PROBLEM
Your answer should hold exactly the lines from the one containing "Target: vertical metal bar" through the end of the material, and no others.

DATA FOR REVIEW

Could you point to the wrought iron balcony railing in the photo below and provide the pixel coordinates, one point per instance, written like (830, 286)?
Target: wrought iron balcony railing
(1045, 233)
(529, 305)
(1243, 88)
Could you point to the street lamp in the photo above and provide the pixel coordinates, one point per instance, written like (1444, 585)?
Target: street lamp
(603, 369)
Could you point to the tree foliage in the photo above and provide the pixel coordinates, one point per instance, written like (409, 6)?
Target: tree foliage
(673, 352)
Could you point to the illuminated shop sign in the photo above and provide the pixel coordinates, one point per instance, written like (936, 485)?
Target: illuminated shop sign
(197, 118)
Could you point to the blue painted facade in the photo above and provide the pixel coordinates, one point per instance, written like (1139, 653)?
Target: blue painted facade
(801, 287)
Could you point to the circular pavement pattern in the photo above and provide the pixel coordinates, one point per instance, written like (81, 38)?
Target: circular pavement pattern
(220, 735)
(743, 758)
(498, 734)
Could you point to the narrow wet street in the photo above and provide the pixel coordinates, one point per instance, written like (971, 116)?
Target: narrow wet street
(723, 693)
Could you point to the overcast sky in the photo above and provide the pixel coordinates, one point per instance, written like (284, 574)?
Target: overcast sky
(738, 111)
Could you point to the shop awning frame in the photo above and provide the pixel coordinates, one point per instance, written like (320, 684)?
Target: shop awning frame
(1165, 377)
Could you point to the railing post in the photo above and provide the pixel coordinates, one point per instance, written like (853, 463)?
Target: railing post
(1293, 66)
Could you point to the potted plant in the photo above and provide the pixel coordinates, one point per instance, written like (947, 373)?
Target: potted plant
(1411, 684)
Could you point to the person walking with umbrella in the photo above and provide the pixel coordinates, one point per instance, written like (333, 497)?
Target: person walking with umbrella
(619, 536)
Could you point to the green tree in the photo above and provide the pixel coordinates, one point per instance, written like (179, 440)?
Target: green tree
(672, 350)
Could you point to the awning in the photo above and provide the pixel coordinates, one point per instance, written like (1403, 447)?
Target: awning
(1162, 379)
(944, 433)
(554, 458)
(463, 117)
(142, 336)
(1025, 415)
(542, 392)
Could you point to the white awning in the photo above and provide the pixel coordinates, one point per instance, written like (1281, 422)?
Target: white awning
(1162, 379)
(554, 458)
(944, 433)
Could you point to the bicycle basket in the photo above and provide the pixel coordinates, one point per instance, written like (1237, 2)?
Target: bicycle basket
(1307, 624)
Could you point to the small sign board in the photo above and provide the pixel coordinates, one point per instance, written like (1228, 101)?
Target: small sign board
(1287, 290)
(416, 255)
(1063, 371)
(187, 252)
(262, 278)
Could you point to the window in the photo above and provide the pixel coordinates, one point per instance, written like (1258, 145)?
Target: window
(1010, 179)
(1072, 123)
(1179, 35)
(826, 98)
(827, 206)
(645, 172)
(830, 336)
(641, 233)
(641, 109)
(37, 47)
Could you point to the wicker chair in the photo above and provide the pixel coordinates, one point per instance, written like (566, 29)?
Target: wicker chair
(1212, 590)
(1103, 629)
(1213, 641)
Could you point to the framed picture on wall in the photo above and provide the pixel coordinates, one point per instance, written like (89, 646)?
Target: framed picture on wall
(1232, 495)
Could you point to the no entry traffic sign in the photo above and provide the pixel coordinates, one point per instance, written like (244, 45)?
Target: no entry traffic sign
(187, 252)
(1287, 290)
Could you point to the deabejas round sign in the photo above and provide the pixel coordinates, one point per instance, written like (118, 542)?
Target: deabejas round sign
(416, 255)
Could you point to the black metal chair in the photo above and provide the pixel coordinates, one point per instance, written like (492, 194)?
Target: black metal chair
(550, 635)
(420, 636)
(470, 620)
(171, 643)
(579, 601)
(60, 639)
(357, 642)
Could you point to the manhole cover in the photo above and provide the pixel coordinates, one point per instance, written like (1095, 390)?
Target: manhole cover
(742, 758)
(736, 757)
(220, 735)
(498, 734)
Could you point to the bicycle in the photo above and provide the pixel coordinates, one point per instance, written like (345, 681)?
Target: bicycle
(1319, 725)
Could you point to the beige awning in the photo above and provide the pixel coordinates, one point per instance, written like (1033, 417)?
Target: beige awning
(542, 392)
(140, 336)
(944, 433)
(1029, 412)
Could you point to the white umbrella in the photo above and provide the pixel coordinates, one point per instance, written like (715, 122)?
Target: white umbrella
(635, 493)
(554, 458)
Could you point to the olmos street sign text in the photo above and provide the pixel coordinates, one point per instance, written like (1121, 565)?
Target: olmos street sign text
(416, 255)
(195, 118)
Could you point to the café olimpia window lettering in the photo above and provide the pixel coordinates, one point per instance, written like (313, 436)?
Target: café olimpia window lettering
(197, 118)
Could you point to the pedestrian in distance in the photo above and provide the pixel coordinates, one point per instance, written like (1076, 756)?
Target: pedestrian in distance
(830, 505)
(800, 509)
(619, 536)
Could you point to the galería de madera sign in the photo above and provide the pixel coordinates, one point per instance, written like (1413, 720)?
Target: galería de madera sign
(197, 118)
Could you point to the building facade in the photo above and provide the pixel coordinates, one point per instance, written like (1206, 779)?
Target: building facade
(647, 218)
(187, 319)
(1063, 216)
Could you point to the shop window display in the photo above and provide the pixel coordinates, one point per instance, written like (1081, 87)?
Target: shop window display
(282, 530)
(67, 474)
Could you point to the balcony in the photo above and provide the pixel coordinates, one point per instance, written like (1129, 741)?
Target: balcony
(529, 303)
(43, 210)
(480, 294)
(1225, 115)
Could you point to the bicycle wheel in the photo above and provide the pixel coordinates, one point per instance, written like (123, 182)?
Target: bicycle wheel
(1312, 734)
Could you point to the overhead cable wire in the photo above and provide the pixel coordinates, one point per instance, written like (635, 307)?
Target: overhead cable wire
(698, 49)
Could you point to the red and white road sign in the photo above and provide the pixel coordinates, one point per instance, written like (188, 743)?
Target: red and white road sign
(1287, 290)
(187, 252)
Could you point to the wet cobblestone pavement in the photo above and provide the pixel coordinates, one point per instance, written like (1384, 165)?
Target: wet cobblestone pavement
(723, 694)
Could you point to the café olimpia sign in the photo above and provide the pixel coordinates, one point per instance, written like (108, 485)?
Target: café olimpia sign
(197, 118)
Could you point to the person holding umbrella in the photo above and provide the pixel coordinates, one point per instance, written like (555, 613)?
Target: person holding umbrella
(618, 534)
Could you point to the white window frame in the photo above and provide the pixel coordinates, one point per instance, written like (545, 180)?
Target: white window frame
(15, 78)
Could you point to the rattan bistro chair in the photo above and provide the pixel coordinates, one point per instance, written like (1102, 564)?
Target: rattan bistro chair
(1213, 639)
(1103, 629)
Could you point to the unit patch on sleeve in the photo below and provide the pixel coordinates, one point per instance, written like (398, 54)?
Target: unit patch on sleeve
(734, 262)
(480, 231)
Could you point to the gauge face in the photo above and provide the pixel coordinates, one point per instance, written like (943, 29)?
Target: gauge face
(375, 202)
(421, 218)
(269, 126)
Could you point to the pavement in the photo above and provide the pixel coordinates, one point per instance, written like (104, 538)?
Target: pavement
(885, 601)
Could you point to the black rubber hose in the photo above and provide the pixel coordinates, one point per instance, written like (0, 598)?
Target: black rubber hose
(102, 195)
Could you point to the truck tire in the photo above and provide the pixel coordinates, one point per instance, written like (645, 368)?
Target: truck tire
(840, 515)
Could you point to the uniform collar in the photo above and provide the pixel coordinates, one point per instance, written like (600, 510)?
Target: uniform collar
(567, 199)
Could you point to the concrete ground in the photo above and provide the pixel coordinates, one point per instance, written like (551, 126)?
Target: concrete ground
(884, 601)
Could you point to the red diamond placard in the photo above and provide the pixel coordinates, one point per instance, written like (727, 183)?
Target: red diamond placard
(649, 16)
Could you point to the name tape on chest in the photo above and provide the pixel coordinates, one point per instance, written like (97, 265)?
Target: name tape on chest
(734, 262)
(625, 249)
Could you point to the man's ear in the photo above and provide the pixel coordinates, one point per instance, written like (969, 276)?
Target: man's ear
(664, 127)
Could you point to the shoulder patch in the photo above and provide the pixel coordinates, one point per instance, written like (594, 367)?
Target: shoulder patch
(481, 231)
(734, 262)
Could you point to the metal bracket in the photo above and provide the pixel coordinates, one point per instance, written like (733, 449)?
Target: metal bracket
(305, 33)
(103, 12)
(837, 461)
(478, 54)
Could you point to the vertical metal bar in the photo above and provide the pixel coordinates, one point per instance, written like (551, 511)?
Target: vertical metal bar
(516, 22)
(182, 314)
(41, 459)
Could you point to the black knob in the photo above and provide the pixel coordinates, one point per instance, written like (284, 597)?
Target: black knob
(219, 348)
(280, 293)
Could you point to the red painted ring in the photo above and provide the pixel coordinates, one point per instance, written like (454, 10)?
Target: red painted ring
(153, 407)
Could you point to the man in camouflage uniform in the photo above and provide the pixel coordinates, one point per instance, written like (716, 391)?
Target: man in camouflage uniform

SOLUTION TO THE EXERCISE
Target: vertical metal bar
(516, 22)
(182, 314)
(41, 459)
Could you point to the black knob in the photo above and provide the pixel coordinates, one point per instance, written like (284, 597)?
Target: black knob
(219, 348)
(280, 293)
Could you point to the red painted ring in the photo above and provide the pixel coordinates, one point per instance, written like (454, 10)?
Target: red painted ring
(153, 407)
Could you point to the man in camouflage uniform in the photo above and provide the pixel coordinates, one point per instance, written like (716, 391)?
Target: man in camouflage uniform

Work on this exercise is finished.